WRITTEN REQUEST: Filter the entries below down to every line that contains the word "black", and copy each matching line in full. Matching is case-sensitive.

INFORMATION SUPPLIED:
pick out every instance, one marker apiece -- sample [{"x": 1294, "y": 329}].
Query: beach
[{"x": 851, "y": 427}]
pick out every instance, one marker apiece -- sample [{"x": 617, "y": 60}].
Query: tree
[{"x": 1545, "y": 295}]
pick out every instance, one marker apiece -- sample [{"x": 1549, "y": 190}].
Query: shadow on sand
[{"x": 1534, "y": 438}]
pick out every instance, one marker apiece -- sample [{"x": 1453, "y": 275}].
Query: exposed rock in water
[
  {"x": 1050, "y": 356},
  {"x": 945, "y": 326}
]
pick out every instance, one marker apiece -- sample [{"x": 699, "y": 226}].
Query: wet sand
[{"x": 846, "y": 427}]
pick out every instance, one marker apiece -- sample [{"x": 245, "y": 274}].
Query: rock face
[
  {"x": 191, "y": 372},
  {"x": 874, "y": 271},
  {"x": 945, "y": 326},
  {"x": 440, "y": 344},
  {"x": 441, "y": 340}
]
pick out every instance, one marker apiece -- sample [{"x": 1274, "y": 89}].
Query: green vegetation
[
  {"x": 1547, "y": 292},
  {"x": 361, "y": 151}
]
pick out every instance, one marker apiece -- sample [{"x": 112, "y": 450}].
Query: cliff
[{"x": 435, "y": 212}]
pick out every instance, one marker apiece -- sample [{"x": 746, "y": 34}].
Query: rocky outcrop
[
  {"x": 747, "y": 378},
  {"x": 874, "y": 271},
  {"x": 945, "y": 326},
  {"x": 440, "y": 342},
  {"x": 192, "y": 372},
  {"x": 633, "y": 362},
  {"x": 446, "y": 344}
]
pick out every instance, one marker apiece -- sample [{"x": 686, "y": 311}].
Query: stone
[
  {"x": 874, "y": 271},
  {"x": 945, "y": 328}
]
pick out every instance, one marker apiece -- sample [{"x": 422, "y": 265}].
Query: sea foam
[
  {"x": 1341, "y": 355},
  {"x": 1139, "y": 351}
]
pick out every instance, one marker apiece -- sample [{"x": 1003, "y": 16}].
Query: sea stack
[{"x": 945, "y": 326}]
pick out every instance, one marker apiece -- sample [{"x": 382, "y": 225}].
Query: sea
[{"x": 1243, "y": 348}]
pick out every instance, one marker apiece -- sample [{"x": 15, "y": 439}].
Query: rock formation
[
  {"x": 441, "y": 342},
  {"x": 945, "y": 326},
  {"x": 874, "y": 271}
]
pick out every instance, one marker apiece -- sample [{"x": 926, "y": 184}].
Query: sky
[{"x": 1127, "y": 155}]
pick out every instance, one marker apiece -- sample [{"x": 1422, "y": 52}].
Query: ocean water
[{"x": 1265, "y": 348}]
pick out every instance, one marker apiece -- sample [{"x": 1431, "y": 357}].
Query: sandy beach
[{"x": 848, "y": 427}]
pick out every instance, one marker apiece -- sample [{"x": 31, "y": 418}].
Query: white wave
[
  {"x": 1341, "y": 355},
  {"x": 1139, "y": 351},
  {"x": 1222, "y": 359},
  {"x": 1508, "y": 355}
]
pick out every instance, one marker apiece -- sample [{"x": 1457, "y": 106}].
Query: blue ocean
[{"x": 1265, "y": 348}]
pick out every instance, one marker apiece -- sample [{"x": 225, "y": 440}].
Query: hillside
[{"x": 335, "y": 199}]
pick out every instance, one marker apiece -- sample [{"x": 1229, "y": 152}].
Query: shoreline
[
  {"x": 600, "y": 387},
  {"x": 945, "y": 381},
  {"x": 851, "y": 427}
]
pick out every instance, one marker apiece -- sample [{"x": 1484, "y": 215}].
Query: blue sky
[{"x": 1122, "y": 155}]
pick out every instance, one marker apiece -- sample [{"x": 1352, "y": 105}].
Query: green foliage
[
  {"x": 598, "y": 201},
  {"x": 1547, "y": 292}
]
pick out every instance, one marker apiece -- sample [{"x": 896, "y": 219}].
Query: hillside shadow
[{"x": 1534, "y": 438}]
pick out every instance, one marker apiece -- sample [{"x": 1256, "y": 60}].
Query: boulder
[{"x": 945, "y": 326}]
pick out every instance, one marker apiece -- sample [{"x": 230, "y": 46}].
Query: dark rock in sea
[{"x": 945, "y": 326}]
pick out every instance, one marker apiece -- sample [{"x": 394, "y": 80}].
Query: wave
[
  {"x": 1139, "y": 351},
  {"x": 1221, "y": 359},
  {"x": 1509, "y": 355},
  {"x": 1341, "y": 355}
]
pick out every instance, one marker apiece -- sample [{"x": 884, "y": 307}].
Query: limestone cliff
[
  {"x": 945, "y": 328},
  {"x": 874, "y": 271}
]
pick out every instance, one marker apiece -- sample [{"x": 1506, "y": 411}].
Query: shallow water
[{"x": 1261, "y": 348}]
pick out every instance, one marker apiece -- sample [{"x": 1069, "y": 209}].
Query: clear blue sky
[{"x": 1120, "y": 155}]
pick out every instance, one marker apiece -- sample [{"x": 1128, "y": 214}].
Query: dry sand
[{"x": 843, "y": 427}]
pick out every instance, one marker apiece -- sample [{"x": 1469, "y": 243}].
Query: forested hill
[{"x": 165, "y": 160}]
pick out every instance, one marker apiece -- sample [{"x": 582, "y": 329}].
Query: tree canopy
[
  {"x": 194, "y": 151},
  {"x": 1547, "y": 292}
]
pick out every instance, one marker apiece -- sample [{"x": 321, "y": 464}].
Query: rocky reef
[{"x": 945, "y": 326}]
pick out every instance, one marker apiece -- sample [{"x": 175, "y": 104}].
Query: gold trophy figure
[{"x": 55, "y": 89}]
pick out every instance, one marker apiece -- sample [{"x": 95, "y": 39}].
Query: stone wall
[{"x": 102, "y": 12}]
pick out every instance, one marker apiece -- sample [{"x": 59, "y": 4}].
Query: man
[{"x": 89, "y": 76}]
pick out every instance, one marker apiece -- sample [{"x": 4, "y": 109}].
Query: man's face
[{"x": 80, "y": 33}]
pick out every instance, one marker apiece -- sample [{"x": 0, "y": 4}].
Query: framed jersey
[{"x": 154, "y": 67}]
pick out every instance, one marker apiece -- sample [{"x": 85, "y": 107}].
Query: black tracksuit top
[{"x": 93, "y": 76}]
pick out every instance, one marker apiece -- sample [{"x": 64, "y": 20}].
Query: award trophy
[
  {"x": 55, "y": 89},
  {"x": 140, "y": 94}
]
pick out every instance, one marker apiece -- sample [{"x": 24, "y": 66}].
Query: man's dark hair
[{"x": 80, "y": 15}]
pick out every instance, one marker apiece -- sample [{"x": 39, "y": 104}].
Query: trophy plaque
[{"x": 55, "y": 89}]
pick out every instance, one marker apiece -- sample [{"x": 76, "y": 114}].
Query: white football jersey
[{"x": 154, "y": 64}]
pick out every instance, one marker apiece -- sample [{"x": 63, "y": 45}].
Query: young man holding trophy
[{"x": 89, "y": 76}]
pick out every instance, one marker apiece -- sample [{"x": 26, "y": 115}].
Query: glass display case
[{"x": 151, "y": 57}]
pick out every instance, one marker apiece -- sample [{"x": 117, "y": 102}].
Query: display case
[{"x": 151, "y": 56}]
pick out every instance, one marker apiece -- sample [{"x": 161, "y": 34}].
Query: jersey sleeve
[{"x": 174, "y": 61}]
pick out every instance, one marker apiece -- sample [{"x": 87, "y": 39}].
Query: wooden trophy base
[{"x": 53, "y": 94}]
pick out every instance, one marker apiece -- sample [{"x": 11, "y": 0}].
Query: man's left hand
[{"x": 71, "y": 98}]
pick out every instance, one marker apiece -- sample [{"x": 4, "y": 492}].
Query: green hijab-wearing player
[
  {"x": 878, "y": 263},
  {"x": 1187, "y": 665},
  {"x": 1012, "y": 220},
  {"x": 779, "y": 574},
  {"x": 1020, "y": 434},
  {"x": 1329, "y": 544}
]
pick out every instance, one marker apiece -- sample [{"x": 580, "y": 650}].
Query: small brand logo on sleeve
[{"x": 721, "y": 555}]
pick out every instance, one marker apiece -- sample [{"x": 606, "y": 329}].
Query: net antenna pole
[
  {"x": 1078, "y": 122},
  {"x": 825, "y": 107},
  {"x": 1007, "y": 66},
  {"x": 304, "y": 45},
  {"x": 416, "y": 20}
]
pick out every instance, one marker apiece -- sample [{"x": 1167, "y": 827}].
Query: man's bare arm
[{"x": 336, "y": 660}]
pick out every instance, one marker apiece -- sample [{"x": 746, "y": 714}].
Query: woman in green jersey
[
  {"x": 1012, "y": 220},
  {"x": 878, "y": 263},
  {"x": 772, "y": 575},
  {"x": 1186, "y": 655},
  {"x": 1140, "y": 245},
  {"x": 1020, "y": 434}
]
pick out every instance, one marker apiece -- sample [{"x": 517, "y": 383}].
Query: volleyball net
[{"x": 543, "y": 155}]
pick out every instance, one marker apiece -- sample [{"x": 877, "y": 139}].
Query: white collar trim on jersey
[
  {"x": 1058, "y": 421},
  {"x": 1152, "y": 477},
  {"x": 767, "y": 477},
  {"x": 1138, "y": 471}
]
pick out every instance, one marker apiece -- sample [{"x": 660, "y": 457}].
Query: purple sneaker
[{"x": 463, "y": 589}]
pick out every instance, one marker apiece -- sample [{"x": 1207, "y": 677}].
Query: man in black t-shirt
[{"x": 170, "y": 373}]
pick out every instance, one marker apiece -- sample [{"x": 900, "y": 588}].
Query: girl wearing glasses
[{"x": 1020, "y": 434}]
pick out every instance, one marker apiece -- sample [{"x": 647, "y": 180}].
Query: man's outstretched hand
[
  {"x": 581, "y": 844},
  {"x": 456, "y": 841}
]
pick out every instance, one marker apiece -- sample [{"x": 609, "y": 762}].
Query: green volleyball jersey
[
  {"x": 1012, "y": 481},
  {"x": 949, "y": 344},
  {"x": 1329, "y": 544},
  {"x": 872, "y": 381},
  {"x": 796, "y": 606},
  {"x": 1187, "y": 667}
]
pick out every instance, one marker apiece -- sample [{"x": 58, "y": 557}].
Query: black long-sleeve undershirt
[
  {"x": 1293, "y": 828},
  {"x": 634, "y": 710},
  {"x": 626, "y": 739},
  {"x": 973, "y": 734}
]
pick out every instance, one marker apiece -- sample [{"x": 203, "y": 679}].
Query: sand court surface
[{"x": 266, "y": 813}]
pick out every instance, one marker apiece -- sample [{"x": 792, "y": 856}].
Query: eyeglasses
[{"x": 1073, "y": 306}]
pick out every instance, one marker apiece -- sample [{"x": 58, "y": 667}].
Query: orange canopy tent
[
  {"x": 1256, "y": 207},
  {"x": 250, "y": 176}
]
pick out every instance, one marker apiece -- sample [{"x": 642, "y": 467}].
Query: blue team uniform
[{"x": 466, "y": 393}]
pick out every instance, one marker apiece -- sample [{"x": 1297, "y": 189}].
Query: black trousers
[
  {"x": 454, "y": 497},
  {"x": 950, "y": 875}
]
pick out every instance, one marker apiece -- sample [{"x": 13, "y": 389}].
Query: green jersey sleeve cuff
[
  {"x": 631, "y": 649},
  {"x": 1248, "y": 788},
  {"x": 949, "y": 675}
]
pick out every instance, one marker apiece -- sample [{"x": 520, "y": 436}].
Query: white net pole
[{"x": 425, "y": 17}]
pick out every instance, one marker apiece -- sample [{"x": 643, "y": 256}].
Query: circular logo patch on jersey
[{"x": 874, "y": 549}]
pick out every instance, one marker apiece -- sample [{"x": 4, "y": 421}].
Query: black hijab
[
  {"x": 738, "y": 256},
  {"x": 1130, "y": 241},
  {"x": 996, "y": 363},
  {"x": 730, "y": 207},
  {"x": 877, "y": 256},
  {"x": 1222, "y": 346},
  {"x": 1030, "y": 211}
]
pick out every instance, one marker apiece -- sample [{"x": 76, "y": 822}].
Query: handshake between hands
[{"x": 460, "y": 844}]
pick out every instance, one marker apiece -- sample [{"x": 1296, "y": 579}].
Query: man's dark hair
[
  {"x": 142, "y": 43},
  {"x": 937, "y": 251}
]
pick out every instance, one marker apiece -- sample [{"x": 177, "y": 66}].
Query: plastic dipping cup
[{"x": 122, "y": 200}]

TASK OUTPUT:
Query: black tracksuit top
Query: man in black t-shirt
Query: black long-sleeve undershirt
Query: black trousers
Query: black hijab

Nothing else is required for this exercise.